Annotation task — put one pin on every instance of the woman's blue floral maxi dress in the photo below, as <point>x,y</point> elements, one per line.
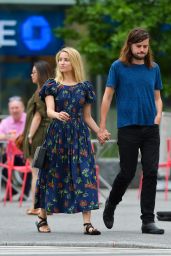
<point>67,183</point>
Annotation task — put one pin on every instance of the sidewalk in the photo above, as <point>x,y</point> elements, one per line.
<point>17,228</point>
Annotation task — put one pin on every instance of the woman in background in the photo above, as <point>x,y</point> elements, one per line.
<point>37,121</point>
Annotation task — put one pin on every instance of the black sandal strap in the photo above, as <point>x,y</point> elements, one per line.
<point>42,218</point>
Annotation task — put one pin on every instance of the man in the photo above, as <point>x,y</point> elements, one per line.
<point>11,127</point>
<point>136,81</point>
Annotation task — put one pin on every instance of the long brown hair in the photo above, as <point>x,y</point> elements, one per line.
<point>135,36</point>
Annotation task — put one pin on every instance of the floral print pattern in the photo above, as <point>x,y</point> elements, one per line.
<point>67,183</point>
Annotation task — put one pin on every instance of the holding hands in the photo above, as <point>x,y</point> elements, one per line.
<point>103,135</point>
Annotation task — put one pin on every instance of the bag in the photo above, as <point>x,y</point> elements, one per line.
<point>39,157</point>
<point>19,141</point>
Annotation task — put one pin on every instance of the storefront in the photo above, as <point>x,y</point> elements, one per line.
<point>26,35</point>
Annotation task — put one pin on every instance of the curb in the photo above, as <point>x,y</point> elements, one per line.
<point>111,244</point>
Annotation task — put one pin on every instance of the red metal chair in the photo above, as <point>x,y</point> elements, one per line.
<point>11,152</point>
<point>167,166</point>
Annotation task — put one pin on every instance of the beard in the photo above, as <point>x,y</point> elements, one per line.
<point>138,57</point>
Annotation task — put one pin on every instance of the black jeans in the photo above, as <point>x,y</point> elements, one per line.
<point>131,139</point>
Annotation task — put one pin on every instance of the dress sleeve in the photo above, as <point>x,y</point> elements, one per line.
<point>49,88</point>
<point>90,96</point>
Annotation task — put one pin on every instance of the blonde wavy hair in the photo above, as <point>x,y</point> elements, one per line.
<point>76,63</point>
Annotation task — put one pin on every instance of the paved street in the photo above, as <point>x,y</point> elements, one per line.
<point>53,250</point>
<point>19,229</point>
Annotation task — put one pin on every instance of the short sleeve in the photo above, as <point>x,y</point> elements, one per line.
<point>90,96</point>
<point>112,76</point>
<point>158,81</point>
<point>49,88</point>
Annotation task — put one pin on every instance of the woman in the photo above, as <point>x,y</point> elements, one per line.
<point>37,122</point>
<point>67,183</point>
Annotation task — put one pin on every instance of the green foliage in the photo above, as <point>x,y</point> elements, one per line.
<point>99,28</point>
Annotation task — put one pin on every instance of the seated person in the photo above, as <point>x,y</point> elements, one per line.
<point>10,128</point>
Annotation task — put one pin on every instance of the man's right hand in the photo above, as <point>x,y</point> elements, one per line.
<point>103,135</point>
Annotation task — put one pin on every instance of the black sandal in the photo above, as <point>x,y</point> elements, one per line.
<point>90,230</point>
<point>41,223</point>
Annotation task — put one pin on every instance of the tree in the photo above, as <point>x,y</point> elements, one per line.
<point>99,28</point>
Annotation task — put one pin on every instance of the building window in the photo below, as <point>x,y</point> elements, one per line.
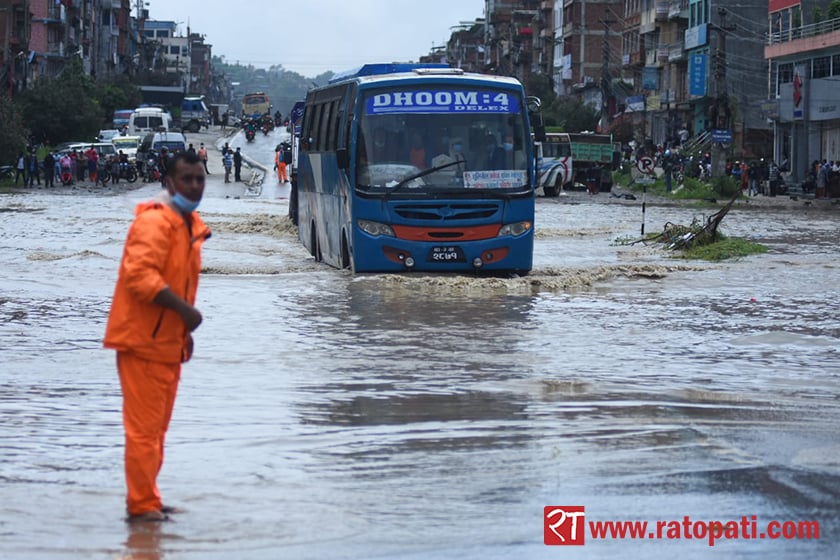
<point>821,67</point>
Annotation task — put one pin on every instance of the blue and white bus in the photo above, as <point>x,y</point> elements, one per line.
<point>417,167</point>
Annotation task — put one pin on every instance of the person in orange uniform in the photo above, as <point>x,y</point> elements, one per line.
<point>280,165</point>
<point>152,317</point>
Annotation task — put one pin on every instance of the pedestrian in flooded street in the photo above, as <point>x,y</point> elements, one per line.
<point>152,317</point>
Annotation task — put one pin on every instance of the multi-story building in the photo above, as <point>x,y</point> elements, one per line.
<point>167,52</point>
<point>519,38</point>
<point>14,44</point>
<point>39,37</point>
<point>200,56</point>
<point>804,56</point>
<point>696,65</point>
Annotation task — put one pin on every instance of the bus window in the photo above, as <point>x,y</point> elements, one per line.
<point>324,143</point>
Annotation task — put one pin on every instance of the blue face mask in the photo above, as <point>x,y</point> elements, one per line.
<point>184,204</point>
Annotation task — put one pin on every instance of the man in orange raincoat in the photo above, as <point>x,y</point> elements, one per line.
<point>152,317</point>
<point>280,165</point>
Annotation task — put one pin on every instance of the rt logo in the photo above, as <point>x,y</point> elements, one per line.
<point>564,525</point>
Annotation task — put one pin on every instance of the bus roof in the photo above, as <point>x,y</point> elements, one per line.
<point>382,73</point>
<point>385,68</point>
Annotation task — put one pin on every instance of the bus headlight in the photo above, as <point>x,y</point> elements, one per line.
<point>515,229</point>
<point>375,228</point>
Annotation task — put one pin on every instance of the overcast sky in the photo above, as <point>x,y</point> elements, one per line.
<point>312,36</point>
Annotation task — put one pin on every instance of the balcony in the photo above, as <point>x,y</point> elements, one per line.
<point>802,39</point>
<point>55,48</point>
<point>662,8</point>
<point>633,59</point>
<point>678,9</point>
<point>55,13</point>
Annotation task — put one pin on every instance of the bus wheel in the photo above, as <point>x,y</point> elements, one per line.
<point>345,252</point>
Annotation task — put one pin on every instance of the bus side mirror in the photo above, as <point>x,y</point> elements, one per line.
<point>342,158</point>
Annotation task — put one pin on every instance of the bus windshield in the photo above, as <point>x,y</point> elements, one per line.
<point>424,141</point>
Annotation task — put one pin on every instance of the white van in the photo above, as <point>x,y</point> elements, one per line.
<point>173,141</point>
<point>148,119</point>
<point>127,145</point>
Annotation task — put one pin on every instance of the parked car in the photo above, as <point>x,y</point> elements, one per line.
<point>108,135</point>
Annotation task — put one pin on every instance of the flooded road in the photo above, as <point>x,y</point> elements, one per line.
<point>381,416</point>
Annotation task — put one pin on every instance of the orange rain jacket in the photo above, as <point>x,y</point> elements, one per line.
<point>160,251</point>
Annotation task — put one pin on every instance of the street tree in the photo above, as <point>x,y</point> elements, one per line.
<point>64,108</point>
<point>13,133</point>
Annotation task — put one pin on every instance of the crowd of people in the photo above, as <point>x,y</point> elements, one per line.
<point>70,167</point>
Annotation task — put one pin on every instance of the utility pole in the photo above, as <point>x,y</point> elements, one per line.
<point>722,113</point>
<point>606,79</point>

- **Aim of the exercise**
Rewrite every item above with "put one pin" changed to "place a single marker" and everything else kept the same. Omit the pictures.

- **Response**
Annotation task — place a single marker on every instance of the woman's blue floral maxi dress in the photo below, as <point>x,y</point> elements, one per line.
<point>67,183</point>
Annotation task — place a single marker on every instance of the sidewalk in the photo above, as <point>x,y</point> elements, one per line.
<point>17,228</point>
Annotation task — place a single marker on every instance of the woman in background in the photo above, as <point>x,y</point> elements, one per line.
<point>37,121</point>
Annotation task — place a single marker on every instance of the black sandal strap in the photo above, as <point>x,y</point> elements, one per line.
<point>42,218</point>
Annotation task — place a single marker on every instance of the man in the photo above, as <point>x,y</point> elements, one per line.
<point>11,127</point>
<point>136,81</point>
Annotation task — place a single marker on every instance of the long brown hair in the photo above, as <point>x,y</point> elements, one per line.
<point>135,36</point>
Annotation task — place a single marker on every instance of the floral print pattern in the photo above, as <point>x,y</point> elements, one per line.
<point>67,183</point>
Annotation task — place a single marker on every instance of the holding hands in the photo above, as <point>x,y</point> elements, one per line.
<point>103,135</point>
Annotation task — place a single marker on every instance of the bag in the photo above, as <point>x,y</point> elements, one per line.
<point>39,157</point>
<point>19,141</point>
Annotation task — place a single marker on every instance of the storefront in the photo above, as <point>x,y</point> elements, one per line.
<point>26,35</point>
Annotation task — place a single marker on every instance of the curb in the photo above, as <point>x,y</point> elements, one per line.
<point>111,244</point>
Annotation task — place a single marker on every instance of the red metal chair in the photo above, as <point>x,y</point> elements, one per line.
<point>11,152</point>
<point>167,166</point>
Annotation task — place a single marker on every instance of the beard in the photo above, as <point>x,y</point> elements, one per line.
<point>138,57</point>
Annotation task — place a single marker on every instance of the black jeans in the photo above, as <point>x,y</point> elements, one per line.
<point>131,139</point>
Annotation task — place a single marker on every instance of the dress sleeve in the photo above, as <point>x,y</point> elements, one per line.
<point>49,88</point>
<point>90,96</point>
Annotation task — place a single marker on every instance of the blonde wavy hair in the photo above, as <point>x,y</point> elements, one per line.
<point>76,63</point>
Annotation task — place a single marker on every instance of the paved street in the photo above, as <point>x,y</point> elements, one per line.
<point>53,250</point>
<point>19,229</point>
Annotation task — place a single marker on every instance of the short sleeve in the photo above, as <point>x,y</point> elements, one per line.
<point>90,96</point>
<point>112,76</point>
<point>158,81</point>
<point>49,88</point>
Annotation task — place a single marker on every instance of the woman in the photo above, as <point>x,y</point> elements, one per line.
<point>37,122</point>
<point>67,183</point>
Annotation task — place a single marker on every instance of the green foliage in the photo above, as <point>x,y</point> elements, one per line.
<point>99,28</point>
Annotation task — place a single marker on every instance of the seated person in the photo above, as <point>x,y</point> elements, one per line.
<point>10,128</point>
Annotation task — place a single marker on every instance of the man's right hand in the photo above, as <point>x,y</point> elements, one per line.
<point>103,135</point>
Annotation task — place a single marker on every instance of the black sandal in the photo above, as <point>x,y</point> elements, one per line.
<point>90,230</point>
<point>41,223</point>
Annotation task — place a single marker on every instance of the tree in the photo above, as <point>x,y</point> elements, one per line.
<point>99,28</point>
Annotation task — place a single marker on every instance of the building window in the photo below, as <point>x,y</point> elements, one per line.
<point>821,67</point>
Annotation task — place a single marker on every instance of the blue and white bus in the photo above, as <point>x,y</point> elements, one per line.
<point>417,167</point>
Annotation task — place a single marker on every instance of the person in orange uniform in the photo above, as <point>x,y</point> elements, one per line.
<point>280,165</point>
<point>152,317</point>
Annotation task — place a single marker on every instance of the pedestrian in flooded street in the photo above, as <point>x,y</point> elements, one per line.
<point>152,317</point>
Annotation task — place a single marker on every instance of the multi-story building in the photo above, as <point>x,y</point> elements, one per line.
<point>167,52</point>
<point>519,38</point>
<point>14,44</point>
<point>39,37</point>
<point>200,56</point>
<point>804,56</point>
<point>696,65</point>
Annotation task — place a single marker on every instance of the bus window in the photo above, as <point>x,y</point> elements, one per line.
<point>324,143</point>
Annotation task — place a single marker on every instance of the blue face mask in the photo above, as <point>x,y</point> elements, one per line.
<point>184,204</point>
Annotation task — place a single marker on every instance of the man in orange raincoat in the photo above, as <point>x,y</point> elements, one per line.
<point>152,317</point>
<point>280,165</point>
Annotation task — place a single marker on every instance of the rt logo in the photo above, as <point>x,y</point> elements, one per line.
<point>564,525</point>
Annotation task — place a single marker on every instance of the bus roof in the photo above, as <point>x,y</point> elements, one per line.
<point>382,73</point>
<point>385,68</point>
Annotation task — place a single marker on every instance of the bus headlight in the photo above, as <point>x,y</point> elements, one per line.
<point>515,229</point>
<point>375,228</point>
Annotation task — place a single marker on every instance of the overcast sky in the photo above, as <point>x,y</point> elements, one per line.
<point>312,36</point>
Annotation task — place a single marker on every instance of the balcony in the photo above, as <point>x,y</point> elements, one per line.
<point>802,39</point>
<point>55,48</point>
<point>662,8</point>
<point>633,59</point>
<point>678,9</point>
<point>55,13</point>
Annotation task — place a single marker on every instance of the bus wheel in the photo above, as <point>x,y</point> elements, one per line.
<point>345,252</point>
Annotation task — place a single marker on every instance of the bus side mirror in the photo above, as <point>x,y</point> elements, one per line.
<point>342,158</point>
Annotation task — place a single marker on every instance of the bus windshield in the photo above, as <point>x,y</point> elements, one per line.
<point>424,141</point>
Annotation task — place a single marker on every instance of the white van in the photo above, as <point>x,y</point> elements, one per line.
<point>173,141</point>
<point>148,119</point>
<point>127,145</point>
Annotation task — place a single marker on every instance of the parked car in the photo above, as <point>x,y</point> elements, one per line.
<point>108,135</point>
Annotation task — place a single marker on every instance of the flooded road in the photo above, as <point>x,y</point> elements, one per line.
<point>381,416</point>
Annotation task — place a single marker on every instance of the orange rain jacket in the photo above, as <point>x,y</point> elements, one per line.
<point>160,251</point>
Annotation task — place a single marker on every instance of the street tree in the photo above, as <point>x,y</point> elements, one per line.
<point>64,108</point>
<point>13,133</point>
Annotation task — place a single marker on every instance of the crowd of people in the photo above, as <point>x,y</point> elements, one per line.
<point>70,167</point>
Annotation task — place a single marker on every instance of the utility pole in the photo above, as <point>x,y</point> elements, one per line.
<point>722,113</point>
<point>606,79</point>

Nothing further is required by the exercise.